[Begin]

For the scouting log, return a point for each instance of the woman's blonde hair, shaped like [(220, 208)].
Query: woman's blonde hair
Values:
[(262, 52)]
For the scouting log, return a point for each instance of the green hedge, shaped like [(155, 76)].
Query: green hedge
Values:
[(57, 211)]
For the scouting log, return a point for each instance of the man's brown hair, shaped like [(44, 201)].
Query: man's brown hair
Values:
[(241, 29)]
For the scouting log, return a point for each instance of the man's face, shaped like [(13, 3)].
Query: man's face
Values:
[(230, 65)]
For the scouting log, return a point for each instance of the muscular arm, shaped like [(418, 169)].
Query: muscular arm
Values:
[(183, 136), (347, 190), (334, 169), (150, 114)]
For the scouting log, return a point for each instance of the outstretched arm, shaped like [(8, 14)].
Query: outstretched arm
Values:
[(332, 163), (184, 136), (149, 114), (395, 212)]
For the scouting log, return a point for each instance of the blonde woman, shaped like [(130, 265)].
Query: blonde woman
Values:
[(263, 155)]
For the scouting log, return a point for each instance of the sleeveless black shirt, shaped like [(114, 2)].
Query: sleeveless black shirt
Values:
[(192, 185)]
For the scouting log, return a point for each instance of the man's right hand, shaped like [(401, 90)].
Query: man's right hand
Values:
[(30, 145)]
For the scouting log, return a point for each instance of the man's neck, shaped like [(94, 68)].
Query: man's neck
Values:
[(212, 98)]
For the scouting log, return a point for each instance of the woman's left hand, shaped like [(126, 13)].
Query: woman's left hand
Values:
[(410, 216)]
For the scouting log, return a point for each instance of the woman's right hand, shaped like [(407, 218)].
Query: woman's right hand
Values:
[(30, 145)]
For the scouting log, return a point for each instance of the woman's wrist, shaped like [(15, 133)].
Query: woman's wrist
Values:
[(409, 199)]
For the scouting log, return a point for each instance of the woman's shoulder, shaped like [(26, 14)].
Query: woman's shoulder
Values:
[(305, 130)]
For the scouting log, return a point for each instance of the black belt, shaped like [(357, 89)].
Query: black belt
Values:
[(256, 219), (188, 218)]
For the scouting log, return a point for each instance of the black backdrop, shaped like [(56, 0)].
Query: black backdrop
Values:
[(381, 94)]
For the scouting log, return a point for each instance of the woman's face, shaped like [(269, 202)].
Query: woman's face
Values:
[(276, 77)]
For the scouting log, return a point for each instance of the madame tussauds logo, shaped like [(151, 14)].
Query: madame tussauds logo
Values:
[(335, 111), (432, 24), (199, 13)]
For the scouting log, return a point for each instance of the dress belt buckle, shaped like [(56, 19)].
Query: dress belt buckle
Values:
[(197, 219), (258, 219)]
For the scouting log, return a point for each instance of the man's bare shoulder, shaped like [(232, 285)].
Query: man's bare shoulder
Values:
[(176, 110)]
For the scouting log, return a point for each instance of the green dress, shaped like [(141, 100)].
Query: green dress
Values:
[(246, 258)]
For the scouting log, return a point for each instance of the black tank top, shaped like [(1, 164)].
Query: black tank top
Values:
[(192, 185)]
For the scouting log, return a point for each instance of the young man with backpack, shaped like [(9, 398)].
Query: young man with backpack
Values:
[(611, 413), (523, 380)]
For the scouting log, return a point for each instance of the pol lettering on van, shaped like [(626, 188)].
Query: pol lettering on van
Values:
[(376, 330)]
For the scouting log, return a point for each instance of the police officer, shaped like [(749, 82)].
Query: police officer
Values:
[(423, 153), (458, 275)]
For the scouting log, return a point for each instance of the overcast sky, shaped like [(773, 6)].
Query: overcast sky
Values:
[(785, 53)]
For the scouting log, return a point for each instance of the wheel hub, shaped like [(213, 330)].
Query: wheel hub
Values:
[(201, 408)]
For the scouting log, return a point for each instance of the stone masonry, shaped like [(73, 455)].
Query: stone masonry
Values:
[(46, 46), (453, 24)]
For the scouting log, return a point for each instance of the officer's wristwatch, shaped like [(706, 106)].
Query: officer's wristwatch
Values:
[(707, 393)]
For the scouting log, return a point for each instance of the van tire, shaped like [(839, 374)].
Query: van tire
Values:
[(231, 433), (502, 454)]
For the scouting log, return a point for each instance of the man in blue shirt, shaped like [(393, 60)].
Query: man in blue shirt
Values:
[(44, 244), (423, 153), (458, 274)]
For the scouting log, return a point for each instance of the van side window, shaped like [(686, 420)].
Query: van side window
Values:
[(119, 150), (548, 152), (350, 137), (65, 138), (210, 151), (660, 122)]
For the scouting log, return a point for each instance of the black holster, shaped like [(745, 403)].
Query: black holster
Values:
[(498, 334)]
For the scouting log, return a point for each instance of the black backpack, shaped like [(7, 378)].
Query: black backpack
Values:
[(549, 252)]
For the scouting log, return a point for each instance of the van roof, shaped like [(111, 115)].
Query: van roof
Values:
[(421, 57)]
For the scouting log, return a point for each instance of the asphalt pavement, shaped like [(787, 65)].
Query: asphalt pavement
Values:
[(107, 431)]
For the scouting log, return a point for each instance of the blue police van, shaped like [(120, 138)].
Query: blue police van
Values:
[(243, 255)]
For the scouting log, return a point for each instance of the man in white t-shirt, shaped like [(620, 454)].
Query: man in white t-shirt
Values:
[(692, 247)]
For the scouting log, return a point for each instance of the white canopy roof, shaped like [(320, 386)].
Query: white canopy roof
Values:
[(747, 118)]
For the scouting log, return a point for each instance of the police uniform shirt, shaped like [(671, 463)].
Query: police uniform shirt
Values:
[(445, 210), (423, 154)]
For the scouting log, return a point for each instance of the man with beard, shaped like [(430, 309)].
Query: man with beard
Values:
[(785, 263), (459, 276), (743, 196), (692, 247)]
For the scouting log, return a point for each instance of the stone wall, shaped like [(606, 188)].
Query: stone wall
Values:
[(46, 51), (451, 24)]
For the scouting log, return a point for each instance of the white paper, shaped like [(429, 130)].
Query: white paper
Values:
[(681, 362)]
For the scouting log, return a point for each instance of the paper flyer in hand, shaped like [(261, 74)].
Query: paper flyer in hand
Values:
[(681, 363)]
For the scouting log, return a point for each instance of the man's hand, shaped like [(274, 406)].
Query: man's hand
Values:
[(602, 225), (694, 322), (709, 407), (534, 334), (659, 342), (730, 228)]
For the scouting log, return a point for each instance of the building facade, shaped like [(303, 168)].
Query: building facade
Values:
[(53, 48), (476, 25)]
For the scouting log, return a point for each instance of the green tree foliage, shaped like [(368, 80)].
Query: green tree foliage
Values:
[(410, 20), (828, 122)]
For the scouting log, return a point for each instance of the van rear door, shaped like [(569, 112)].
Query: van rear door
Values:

[End]
[Begin]

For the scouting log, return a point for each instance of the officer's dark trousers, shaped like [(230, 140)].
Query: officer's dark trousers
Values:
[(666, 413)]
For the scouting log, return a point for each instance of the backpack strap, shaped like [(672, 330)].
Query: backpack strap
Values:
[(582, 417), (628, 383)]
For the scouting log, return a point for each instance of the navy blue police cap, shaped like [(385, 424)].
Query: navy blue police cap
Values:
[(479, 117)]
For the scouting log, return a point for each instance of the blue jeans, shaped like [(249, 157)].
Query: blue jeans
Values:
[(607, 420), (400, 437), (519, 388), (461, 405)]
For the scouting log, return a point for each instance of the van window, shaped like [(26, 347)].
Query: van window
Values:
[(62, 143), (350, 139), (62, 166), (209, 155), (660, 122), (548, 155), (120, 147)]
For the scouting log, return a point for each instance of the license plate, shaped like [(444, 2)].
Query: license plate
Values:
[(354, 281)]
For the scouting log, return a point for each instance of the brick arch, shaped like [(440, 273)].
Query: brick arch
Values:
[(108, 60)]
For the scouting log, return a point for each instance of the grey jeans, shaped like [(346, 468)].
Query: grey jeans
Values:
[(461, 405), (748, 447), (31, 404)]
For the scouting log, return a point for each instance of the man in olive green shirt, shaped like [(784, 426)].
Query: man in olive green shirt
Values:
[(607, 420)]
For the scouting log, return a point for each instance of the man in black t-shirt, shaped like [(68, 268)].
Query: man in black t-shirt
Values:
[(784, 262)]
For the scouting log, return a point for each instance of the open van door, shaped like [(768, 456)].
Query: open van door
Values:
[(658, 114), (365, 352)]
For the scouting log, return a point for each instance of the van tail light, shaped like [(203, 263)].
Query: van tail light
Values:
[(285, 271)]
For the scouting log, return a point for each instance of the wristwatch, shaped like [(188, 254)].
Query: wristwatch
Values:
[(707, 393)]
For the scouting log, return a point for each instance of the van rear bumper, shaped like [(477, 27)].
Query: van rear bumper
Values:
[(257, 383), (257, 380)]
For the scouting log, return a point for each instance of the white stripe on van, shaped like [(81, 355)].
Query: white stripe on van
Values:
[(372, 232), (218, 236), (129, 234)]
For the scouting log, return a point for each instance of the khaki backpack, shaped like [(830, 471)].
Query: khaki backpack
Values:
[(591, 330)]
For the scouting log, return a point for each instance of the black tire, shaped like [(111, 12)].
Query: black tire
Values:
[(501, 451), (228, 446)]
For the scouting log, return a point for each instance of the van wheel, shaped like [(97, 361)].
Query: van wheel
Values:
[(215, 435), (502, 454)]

[End]

## Written request
Reproduce the rows verbatim, from the line with "like [(155, 76)]." up to and including the line with "[(241, 29)]".

## Task answer
For the scouting log, return a point for each instance of the green hedge, shaped like [(155, 76)].
Query: green hedge
Values:
[(57, 211)]
For the scouting log, return a point for each instance of the man's brown hair, shaped like [(44, 201)].
Query: man's brown hair
Values:
[(241, 29)]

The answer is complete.